▶ [DESCRIPTION OF THE TASK]:
Lay out the material below as a JSON list of strings, with one string for each line and no blank lines.

▶ [RECORDS PROVIDED]:

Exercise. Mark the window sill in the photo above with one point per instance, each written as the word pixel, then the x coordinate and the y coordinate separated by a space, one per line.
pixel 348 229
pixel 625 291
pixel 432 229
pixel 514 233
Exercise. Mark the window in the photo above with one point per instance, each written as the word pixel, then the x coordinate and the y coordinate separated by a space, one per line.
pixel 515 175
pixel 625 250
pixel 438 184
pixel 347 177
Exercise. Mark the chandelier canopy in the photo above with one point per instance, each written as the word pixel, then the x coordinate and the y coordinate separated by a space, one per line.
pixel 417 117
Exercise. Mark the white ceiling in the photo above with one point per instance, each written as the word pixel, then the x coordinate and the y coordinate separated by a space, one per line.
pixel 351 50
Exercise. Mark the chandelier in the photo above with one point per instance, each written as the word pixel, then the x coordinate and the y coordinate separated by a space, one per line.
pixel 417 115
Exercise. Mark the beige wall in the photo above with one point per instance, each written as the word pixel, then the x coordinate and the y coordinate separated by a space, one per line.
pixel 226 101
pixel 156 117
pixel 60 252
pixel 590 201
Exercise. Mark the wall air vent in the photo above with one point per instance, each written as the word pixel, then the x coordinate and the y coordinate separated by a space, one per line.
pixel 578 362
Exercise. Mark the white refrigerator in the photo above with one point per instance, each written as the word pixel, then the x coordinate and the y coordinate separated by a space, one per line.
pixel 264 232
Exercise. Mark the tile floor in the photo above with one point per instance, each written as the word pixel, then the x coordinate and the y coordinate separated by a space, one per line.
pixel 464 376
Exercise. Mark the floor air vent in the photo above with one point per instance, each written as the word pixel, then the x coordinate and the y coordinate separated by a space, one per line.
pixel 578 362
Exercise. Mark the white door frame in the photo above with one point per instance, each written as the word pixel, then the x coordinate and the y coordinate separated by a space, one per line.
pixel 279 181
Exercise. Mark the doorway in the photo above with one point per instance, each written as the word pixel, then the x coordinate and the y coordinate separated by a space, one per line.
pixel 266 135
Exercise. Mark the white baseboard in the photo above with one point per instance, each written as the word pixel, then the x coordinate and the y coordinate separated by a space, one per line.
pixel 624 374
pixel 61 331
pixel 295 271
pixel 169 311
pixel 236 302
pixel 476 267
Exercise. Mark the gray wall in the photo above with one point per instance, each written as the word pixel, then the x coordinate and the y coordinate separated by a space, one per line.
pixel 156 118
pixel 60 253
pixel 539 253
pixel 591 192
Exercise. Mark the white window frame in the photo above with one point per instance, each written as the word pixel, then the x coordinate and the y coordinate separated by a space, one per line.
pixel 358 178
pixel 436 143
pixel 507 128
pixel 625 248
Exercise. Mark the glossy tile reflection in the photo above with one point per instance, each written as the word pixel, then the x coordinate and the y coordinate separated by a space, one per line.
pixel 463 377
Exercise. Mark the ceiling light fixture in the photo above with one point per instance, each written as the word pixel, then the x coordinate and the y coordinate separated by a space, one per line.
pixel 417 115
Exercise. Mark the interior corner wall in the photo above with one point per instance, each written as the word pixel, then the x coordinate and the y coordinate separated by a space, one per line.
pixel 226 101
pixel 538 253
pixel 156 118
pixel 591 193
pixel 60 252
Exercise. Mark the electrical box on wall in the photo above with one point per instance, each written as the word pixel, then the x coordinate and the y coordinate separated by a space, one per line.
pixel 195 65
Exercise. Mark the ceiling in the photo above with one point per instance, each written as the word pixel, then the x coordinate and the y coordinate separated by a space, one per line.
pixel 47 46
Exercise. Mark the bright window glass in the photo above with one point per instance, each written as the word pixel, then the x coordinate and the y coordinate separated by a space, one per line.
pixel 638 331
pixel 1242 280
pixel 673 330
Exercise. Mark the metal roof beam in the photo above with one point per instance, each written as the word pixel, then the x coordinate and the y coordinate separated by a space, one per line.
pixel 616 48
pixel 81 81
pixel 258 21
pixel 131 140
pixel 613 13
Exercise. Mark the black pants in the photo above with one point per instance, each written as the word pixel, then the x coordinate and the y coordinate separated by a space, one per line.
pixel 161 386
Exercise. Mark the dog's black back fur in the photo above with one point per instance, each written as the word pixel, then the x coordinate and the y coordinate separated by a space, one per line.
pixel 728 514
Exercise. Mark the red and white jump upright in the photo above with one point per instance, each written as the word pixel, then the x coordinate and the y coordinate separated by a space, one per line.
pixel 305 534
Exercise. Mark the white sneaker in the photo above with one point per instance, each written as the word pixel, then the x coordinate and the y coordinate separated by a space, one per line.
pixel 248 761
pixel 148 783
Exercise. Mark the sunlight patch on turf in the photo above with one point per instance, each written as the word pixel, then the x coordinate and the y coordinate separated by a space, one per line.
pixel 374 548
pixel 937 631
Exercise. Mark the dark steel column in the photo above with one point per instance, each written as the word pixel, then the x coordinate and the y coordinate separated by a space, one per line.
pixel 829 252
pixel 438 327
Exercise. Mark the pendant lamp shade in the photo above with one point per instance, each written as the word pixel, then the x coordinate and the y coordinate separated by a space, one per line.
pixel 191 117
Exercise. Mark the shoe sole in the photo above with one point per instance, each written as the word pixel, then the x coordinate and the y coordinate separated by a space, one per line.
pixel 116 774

▶ [ANSWER IN FULL]:
[
  "Exercise. Mark the window sill in the photo above with one point per instance, each written as the word pixel, then the x coordinate and the y coordinate separated by a space, one per line.",
  "pixel 348 229",
  "pixel 625 291",
  "pixel 432 229",
  "pixel 514 233",
  "Exercise. Mark the window in the photo above with one point per instance, each written as the word pixel, then the x coordinate and the y coordinate separated by a space, one per line.",
  "pixel 515 175",
  "pixel 625 250",
  "pixel 438 184",
  "pixel 347 177",
  "Exercise. Mark the chandelier canopy in the photo above with one point per instance, each written as the word pixel, then the x coordinate and the y coordinate separated by a space, one per line.",
  "pixel 417 117",
  "Exercise. Mark the white ceiling in the photo above with one point per instance, each written as the word pixel, then the x coordinate and the y coordinate separated by a space, one per line.",
  "pixel 351 50",
  "Exercise. Mark the chandelier in the photo above with one point per instance, each written as the word pixel, then the x coordinate and the y coordinate separated by a space, one per line.",
  "pixel 417 115",
  "Exercise. Mark the beige wall in the photo above with one point per instance, each written as the word pixel, then the x coordinate and the y coordinate separated by a space, one per line.",
  "pixel 226 101",
  "pixel 156 117",
  "pixel 60 252",
  "pixel 590 201",
  "Exercise. Mark the wall air vent in the photo above with one point per instance, each written as the word pixel, then the x coordinate and the y coordinate separated by a space, one per line.",
  "pixel 578 362",
  "Exercise. Mark the white refrigerator in the photo above with one point per instance, each written as the word pixel, then the x coordinate and the y coordinate separated by a space, one per line.",
  "pixel 264 232",
  "Exercise. Mark the tile floor in the photo above with one point per instance, each written as the word pixel, then the x coordinate and the y coordinate separated by a space, one per line.",
  "pixel 464 376",
  "Exercise. Mark the floor air vent in the photo above with one point per instance, each written as the word pixel, then the x coordinate and the y coordinate separated by a space, one per line.",
  "pixel 578 362",
  "Exercise. Mark the white door frame in the photo above with one point per instance, each written as the word pixel, then the x coordinate and the y coordinate separated by a space, one per line.",
  "pixel 279 181",
  "Exercise. Mark the doorway in the photo above with one point per instance, each written as the word pixel, then the x coordinate and the y coordinate separated by a space, one per line.",
  "pixel 266 135",
  "Exercise. Mark the white baseboard in the photo above with one point per instance, each written as the word pixel, then the x coordinate and the y coordinate separated by a space, one per line.",
  "pixel 624 374",
  "pixel 61 331",
  "pixel 295 271",
  "pixel 169 311",
  "pixel 236 302",
  "pixel 476 267",
  "Exercise. Mark the gray wall in the photo above with one point per instance, each written as the word pixel, then the x coordinate and the y coordinate separated by a space, one per line.",
  "pixel 156 118",
  "pixel 60 253",
  "pixel 539 253",
  "pixel 591 192",
  "Exercise. Mark the white window frame in the photo above with one point per instance, each written as the word pixel, then the x coordinate and the y coordinate separated by a space, one per line.",
  "pixel 358 178",
  "pixel 436 143",
  "pixel 507 128",
  "pixel 625 248",
  "Exercise. Mark the glossy tile reflection in the photo above with one point per instance, each written as the word pixel, then the x coordinate and the y coordinate separated by a space, one per line.",
  "pixel 463 377",
  "Exercise. Mark the ceiling light fixture in the photo above with one point per instance, each written as the word pixel, then the x coordinate and the y coordinate separated by a space, one per line.",
  "pixel 417 115",
  "Exercise. Mark the interior corner wall in the photo above with one point per instance, each written as the word pixel, then the x coordinate and the y coordinate separated by a space, one per line.",
  "pixel 226 101",
  "pixel 538 253",
  "pixel 156 118",
  "pixel 591 193",
  "pixel 60 252",
  "Exercise. Mark the electrical box on wall in the photo above with one point per instance, each written as the word pixel, then the x coordinate and the y coordinate separated by a space, one per line.",
  "pixel 195 65",
  "Exercise. Mark the ceiling in the photo above with one point per instance, each written as the word pixel, then the x coordinate and the y coordinate separated by a space, one per line.",
  "pixel 47 46",
  "Exercise. Mark the bright window glass in the photo above with one point per instance, each written as the word pixel, then the x coordinate and the y coordinate separated by a space, one per line.",
  "pixel 638 331",
  "pixel 1242 280",
  "pixel 673 330",
  "Exercise. Mark the metal roof beam in the photo above with one point per instance, each written as the word pixel, then the x coordinate and the y coordinate separated by a space, one per line.",
  "pixel 616 48",
  "pixel 81 81",
  "pixel 258 21",
  "pixel 131 140",
  "pixel 613 13",
  "Exercise. Mark the black pants in the photo above with one point per instance, each written as the word pixel, then the x coordinate and the y coordinate separated by a space, one per line.",
  "pixel 161 386",
  "Exercise. Mark the dog's black back fur in the photo above with one point per instance, each written as the word pixel, then the x coordinate and the y coordinate separated by a space, one per line.",
  "pixel 728 514",
  "Exercise. Mark the red and white jump upright in the photo above with one point per instance, each written as the word pixel, then the x coordinate and the y coordinate separated by a space, one per line.",
  "pixel 305 534",
  "Exercise. Mark the white sneaker in the photo above with one point per instance, each written as the word pixel, then the x coordinate and the y coordinate separated by a space, one per line.",
  "pixel 248 761",
  "pixel 148 783",
  "Exercise. Mark the sunlight patch on turf in the photo above with one point per instance, each written as the word pixel, then the x coordinate and the y coordinate separated by a space, one per line.",
  "pixel 374 548",
  "pixel 937 631",
  "Exercise. Mark the dark steel column in the photo above with one point per instance, each written as the word pixel, then the x coordinate and the y coordinate separated by a space, one per line.",
  "pixel 829 252",
  "pixel 438 327",
  "Exercise. Mark the pendant lamp shade in the photo above with one point per instance, each written as the word pixel, then the x coordinate and the y coordinate separated by a space, one per line.",
  "pixel 191 117",
  "Exercise. Mark the shoe sole in the photo above with one point per instance, each written as the word pixel, then the x coordinate and the y coordinate separated by a space, one per line.",
  "pixel 116 774"
]